● **Document text**:
So the first thing to do when creating a new virtual device is to give it a name. I was thinking about calling mine “NexusOne” but then I thought I should add a little more detail. However, there is a restriction in the naming policy: you are only allowed to include letters and numbers, no spaces or decimal points (but yes to underscores). This means the logical name “Nexus One Froyo 2.2” is no good. Finally I settled on “Nexus_One_Froyo_2-2”. I selected Target: “Android 2.2 – API Level 8”. If you don’t have it as an option, you need to run the Android SDK updater.
Next select the size of the SD card. I put 2000 MiB.
And the skin of the Nexus One would correctly be WVGA800, which corresponds to 800 x 480 resolution. Technically it’s a slightly different since the particular screen used, but it’s effectively the WVGA800.

● **Dataset excerpts**:

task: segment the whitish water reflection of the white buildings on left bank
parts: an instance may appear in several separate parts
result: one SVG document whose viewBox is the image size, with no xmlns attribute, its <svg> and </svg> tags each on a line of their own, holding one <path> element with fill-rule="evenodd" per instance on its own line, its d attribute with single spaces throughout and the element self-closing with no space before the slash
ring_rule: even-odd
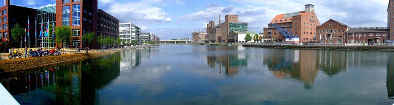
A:
<svg viewBox="0 0 394 105">
<path fill-rule="evenodd" d="M 156 47 L 156 48 L 155 48 Z M 141 64 L 141 60 L 151 58 L 151 53 L 159 52 L 158 46 L 152 46 L 151 48 L 144 49 L 130 49 L 120 52 L 121 63 L 120 67 L 122 71 L 131 71 L 135 67 Z"/>
</svg>

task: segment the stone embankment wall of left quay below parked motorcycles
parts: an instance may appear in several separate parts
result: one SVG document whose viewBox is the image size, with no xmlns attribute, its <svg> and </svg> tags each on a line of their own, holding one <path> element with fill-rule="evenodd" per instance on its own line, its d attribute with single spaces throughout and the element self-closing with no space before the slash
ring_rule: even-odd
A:
<svg viewBox="0 0 394 105">
<path fill-rule="evenodd" d="M 86 50 L 81 50 L 81 52 L 77 52 L 76 50 L 63 50 L 64 54 L 60 56 L 47 56 L 47 57 L 38 57 L 38 58 L 17 58 L 17 59 L 4 59 L 0 61 L 0 73 L 4 72 L 16 72 L 29 70 L 38 67 L 51 66 L 60 63 L 67 63 L 73 61 L 86 60 L 91 58 L 101 57 L 107 54 L 112 54 L 115 52 L 123 51 L 125 49 L 139 49 L 145 48 L 153 45 L 144 45 L 144 46 L 133 46 L 127 48 L 110 48 L 110 49 L 92 49 L 89 50 L 89 53 L 86 53 Z"/>
</svg>

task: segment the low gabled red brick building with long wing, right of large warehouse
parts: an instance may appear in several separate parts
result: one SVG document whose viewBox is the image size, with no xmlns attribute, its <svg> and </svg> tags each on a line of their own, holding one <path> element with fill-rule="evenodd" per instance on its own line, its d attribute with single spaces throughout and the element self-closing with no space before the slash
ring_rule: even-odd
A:
<svg viewBox="0 0 394 105">
<path fill-rule="evenodd" d="M 377 45 L 390 39 L 390 29 L 388 27 L 350 28 L 342 22 L 330 19 L 316 28 L 318 31 L 318 35 L 316 35 L 317 43 Z"/>
</svg>

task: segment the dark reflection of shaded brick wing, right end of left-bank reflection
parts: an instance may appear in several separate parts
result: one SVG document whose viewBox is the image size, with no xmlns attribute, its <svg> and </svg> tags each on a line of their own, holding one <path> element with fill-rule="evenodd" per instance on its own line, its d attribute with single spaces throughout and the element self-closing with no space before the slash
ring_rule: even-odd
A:
<svg viewBox="0 0 394 105">
<path fill-rule="evenodd" d="M 96 100 L 97 90 L 109 84 L 120 74 L 119 53 L 98 59 L 87 60 L 89 65 L 83 65 L 82 70 L 82 104 L 98 104 Z"/>
</svg>

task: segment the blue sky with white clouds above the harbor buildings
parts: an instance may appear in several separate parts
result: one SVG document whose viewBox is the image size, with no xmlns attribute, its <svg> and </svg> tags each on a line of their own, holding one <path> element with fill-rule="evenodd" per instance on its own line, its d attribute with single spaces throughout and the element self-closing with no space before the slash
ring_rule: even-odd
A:
<svg viewBox="0 0 394 105">
<path fill-rule="evenodd" d="M 41 8 L 55 1 L 12 0 L 11 4 Z M 99 9 L 163 40 L 191 38 L 192 30 L 205 31 L 206 23 L 218 22 L 219 14 L 222 22 L 227 14 L 239 15 L 239 21 L 249 23 L 249 31 L 263 32 L 275 15 L 302 11 L 309 3 L 315 5 L 320 23 L 333 19 L 351 27 L 387 26 L 389 0 L 99 0 Z"/>
</svg>

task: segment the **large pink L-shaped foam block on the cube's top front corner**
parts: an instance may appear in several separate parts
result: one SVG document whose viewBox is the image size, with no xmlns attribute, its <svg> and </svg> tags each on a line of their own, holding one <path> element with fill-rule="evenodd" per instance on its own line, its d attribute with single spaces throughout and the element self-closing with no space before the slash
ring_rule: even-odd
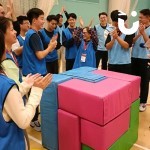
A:
<svg viewBox="0 0 150 150">
<path fill-rule="evenodd" d="M 58 85 L 59 108 L 105 125 L 130 107 L 129 85 L 113 78 L 97 83 L 72 79 Z"/>
</svg>

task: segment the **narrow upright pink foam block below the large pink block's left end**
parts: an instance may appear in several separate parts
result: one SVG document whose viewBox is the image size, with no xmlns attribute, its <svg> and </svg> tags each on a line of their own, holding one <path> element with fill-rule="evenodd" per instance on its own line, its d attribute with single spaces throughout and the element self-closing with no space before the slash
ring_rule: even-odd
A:
<svg viewBox="0 0 150 150">
<path fill-rule="evenodd" d="M 79 117 L 58 110 L 59 150 L 81 150 Z"/>
</svg>

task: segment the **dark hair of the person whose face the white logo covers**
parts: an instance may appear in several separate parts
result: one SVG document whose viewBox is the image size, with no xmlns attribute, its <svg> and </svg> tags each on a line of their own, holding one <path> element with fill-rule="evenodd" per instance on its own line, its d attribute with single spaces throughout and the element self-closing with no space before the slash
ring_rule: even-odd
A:
<svg viewBox="0 0 150 150">
<path fill-rule="evenodd" d="M 111 12 L 110 17 L 112 21 L 118 22 L 118 18 L 123 19 L 124 21 L 127 20 L 127 15 L 119 15 L 120 12 L 118 10 L 114 10 Z"/>
</svg>

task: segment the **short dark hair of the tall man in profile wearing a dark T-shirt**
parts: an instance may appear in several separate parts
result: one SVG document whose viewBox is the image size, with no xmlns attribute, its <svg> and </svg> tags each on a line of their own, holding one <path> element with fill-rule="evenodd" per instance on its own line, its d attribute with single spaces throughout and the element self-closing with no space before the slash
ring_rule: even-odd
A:
<svg viewBox="0 0 150 150">
<path fill-rule="evenodd" d="M 31 8 L 27 12 L 27 17 L 28 17 L 30 24 L 32 24 L 33 19 L 37 19 L 40 15 L 44 15 L 43 10 L 39 8 Z"/>
</svg>

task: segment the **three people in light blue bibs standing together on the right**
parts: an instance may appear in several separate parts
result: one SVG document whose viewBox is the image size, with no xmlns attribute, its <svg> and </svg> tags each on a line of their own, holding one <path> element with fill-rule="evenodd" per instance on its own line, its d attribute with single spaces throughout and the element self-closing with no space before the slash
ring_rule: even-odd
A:
<svg viewBox="0 0 150 150">
<path fill-rule="evenodd" d="M 107 69 L 108 53 L 109 71 L 141 77 L 139 110 L 143 112 L 146 110 L 150 78 L 149 50 L 145 46 L 145 43 L 150 40 L 150 9 L 143 9 L 139 12 L 139 29 L 131 35 L 121 33 L 118 27 L 118 18 L 123 19 L 124 26 L 127 27 L 127 15 L 119 15 L 119 11 L 114 10 L 110 17 L 113 29 L 112 27 L 107 28 L 109 25 L 106 23 L 105 26 L 102 23 L 95 26 L 99 39 L 96 60 L 98 60 L 98 57 L 102 58 L 102 69 Z M 100 13 L 99 18 L 100 22 L 102 22 L 102 19 L 107 20 L 107 14 Z M 104 47 L 101 48 L 102 46 Z M 97 62 L 98 66 L 99 60 Z"/>
</svg>

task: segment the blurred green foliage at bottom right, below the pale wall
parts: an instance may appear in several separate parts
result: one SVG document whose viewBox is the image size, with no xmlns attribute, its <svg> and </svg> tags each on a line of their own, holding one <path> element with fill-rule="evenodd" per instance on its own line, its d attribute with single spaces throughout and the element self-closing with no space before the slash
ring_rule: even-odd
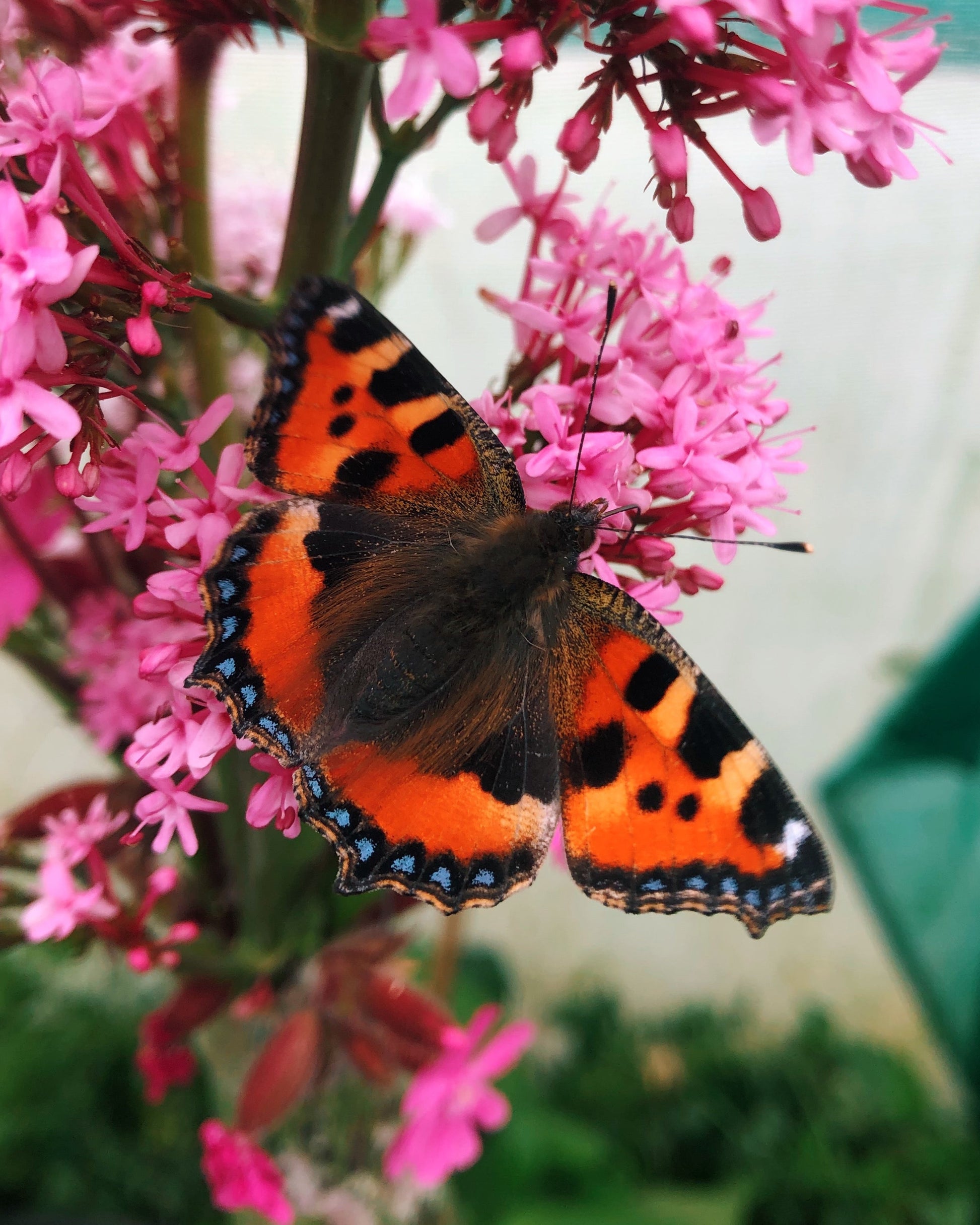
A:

● **Problems and tasks**:
**a)** According to the passage on setting up an Android virtual device, what SD card size was selected?
**b)** Reproduce word for word the part of the passage on setting up an Android virtual device starting at "So the first" and ending at "effectively the WVGA800.".

● **Solutions below**:
**a)** 2000 MiB.

**b)**
So the first thing to do when creating a new virtual device is to give it a name. I was thinking about calling mine “NexusOne” but then I thought I should add a little more detail. However, there is a restriction in the naming policy: you are only allowed to include letters and numbers, no spaces or decimal points (but yes to underscores). This means the logical name “Nexus One Froyo 2.2” is no good. Finally I settled on “Nexus_One_Froyo_2-2”. I selected Target: “Android 2.2 – API Level 8”. If you don’t have it as an option, you need to run the Android SDK updater.
Next select the size of the SD card. I put 2000 MiB.
And the skin of the Nexus One would correctly be WVGA800, which corresponds to 800 x 480 resolution. Technically it’s a slightly different since the particular screen used, but it’s effectively the WVGA800.